# WHAT TO WORK ON
Write out, word for word, the part of the post on social mood below that opens with the words "Obama sends gay" and closes with "clearance by Justice.".
PASSAGE PROVIDED START
Thursday Dec 19 2013
Social mood at the most personal level seems to be taking a turn south. Consider these seemingly random but perhaps related via socionomics events.
US Arrests India's Deputy Consul in NYC and strip searches her.
John Podesta, former Clinton adviser, was brought in to improve relations. His first act was to compare Republicans to the Jonestown suicide pact.
Obama sends gay delegation to the Sochi Olympic games. Recently Russia has condemned and arrested its gay citizens. This is in apparent retribution for both that and harboring Snowden. Secretary of State John Kerry warns Russia against harboring Snowden.
North Korea arrests and executes Kim Jong's Uncle. But not of course for the monstrous crimes against his own people commited over his lifetime.
After tryng Mubarak, his successor Morsi will be tried for espionage.
FBI Agent Robert Levinson is still jailed in Iran.
Sebellius denies ten year old girl a lung transplant even after clearance by Justice.
Bull markets are inclusive with various groups coming together. Bear markets work in opposite exclusive fashion. Long standing relations are torn asunder. Obama's return of the Churchill bust to
England is an example. Here is another. Duck Dynasty is the most watched cable television show ever. Now patriarch Phil Robertson has been put on hiatus after anti-gay remarks. It will be interesting to see just how fast this relationship unravels. Just watching the show, I doubt the family will react well to9 Phil being excluded from the show. This is a perfect example of just how fast things can unravel in a bear market of social mood. Phil of course is having his right to free speech limited by the gay lobby.
PASSAGE PROVIDED END
INFORMATION GIVEN START
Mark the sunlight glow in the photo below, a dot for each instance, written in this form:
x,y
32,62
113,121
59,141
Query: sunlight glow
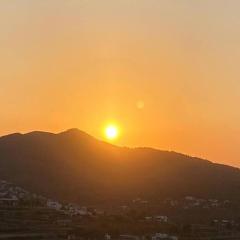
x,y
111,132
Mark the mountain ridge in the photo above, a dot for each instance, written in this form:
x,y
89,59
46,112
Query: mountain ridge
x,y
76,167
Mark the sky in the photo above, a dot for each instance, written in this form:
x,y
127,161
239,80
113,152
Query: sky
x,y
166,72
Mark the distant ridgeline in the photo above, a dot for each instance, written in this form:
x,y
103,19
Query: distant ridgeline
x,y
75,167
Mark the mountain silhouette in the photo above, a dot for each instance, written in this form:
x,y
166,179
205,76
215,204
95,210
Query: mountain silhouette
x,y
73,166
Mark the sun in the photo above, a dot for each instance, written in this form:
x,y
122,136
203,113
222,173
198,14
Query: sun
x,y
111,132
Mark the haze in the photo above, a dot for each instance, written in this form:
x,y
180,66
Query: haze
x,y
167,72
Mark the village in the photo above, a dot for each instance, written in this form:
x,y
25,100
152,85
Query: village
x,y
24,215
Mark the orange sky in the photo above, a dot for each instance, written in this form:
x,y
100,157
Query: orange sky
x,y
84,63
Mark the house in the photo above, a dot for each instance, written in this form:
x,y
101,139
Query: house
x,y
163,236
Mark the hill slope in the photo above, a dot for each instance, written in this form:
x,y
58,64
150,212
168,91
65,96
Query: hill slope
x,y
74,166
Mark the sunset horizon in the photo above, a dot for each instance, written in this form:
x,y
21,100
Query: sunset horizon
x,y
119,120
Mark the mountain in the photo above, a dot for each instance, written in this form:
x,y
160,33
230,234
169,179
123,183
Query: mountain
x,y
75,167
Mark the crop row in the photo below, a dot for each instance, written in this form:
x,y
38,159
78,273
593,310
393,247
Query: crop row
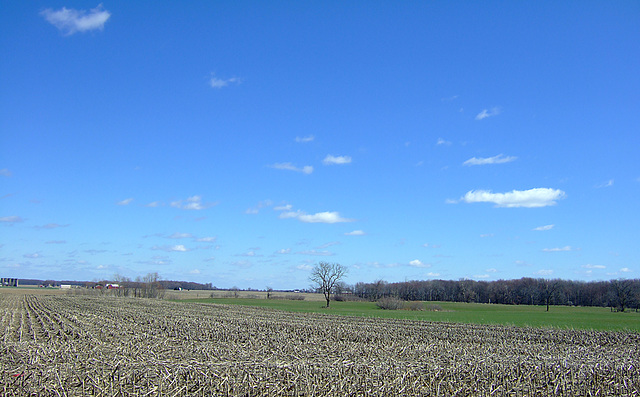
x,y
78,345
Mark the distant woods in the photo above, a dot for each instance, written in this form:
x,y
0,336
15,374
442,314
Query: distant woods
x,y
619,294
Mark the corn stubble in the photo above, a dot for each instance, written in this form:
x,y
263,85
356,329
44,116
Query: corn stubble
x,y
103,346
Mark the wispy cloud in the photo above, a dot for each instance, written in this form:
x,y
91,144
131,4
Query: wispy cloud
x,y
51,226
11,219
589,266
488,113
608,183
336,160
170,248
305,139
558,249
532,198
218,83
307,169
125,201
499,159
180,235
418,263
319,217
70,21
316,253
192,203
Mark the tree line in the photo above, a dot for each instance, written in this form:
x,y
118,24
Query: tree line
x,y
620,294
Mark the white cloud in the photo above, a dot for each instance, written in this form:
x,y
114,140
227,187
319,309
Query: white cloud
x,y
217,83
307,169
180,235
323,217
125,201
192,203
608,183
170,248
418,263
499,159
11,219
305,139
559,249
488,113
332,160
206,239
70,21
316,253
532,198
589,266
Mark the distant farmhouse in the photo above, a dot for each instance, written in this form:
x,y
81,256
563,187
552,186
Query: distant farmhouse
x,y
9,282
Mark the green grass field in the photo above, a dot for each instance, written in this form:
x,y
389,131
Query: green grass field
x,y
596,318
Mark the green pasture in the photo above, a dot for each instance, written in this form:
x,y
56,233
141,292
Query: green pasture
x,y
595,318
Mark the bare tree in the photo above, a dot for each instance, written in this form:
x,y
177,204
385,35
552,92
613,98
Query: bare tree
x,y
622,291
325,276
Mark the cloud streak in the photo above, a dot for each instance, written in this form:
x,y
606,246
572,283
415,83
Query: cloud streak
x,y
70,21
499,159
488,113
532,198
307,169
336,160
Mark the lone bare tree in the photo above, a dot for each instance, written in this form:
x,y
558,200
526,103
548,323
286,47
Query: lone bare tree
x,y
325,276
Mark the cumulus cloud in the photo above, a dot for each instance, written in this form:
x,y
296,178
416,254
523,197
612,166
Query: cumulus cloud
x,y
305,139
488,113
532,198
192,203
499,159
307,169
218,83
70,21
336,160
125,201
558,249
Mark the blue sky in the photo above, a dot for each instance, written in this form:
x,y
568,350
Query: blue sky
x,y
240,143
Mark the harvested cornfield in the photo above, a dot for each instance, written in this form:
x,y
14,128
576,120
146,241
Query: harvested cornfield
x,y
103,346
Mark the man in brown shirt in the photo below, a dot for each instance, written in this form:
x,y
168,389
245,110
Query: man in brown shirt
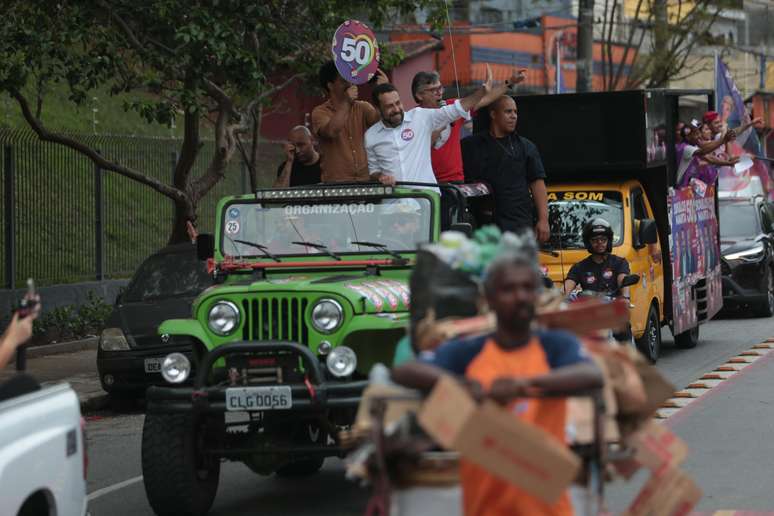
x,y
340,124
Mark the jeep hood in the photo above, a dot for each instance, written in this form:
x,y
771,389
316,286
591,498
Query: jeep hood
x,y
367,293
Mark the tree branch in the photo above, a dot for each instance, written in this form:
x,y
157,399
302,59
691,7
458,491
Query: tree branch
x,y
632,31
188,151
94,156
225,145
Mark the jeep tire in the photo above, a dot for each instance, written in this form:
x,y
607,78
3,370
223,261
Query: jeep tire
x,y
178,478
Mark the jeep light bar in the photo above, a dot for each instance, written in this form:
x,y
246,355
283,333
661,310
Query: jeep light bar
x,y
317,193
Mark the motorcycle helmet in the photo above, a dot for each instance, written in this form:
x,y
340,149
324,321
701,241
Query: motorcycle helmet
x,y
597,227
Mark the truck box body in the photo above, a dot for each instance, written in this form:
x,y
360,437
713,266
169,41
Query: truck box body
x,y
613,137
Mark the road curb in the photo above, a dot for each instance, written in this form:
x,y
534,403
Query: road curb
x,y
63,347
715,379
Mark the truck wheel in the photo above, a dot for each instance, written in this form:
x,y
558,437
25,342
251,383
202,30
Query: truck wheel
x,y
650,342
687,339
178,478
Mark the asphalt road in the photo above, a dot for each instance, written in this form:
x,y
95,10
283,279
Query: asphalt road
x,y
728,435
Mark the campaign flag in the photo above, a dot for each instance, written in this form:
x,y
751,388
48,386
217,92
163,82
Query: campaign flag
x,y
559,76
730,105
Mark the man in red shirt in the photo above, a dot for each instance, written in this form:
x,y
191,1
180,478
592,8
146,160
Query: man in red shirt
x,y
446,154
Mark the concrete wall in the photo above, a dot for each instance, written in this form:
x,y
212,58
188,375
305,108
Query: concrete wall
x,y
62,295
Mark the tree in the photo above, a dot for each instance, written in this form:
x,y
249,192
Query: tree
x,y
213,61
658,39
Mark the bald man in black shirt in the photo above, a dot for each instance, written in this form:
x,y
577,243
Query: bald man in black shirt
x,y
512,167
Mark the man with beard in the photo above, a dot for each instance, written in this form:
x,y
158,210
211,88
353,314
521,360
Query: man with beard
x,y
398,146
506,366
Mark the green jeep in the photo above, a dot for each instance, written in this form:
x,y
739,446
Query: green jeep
INFORMATION GIVEN END
# TASK OUTPUT
Obama sends gay delegation to the Sochi Olympic games. Recently Russia has condemned and arrested its gay citizens. This is in apparent retribution for both that and harboring Snowden. Secretary of State John Kerry warns Russia against harboring Snowden.
North Korea arrests and executes Kim Jong's Uncle. But not of course for the monstrous crimes against his own people commited over his lifetime.
After tryng Mubarak, his successor Morsi will be tried for espionage.
FBI Agent Robert Levinson is still jailed in Iran.
Sebellius denies ten year old girl a lung transplant even after clearance by Justice.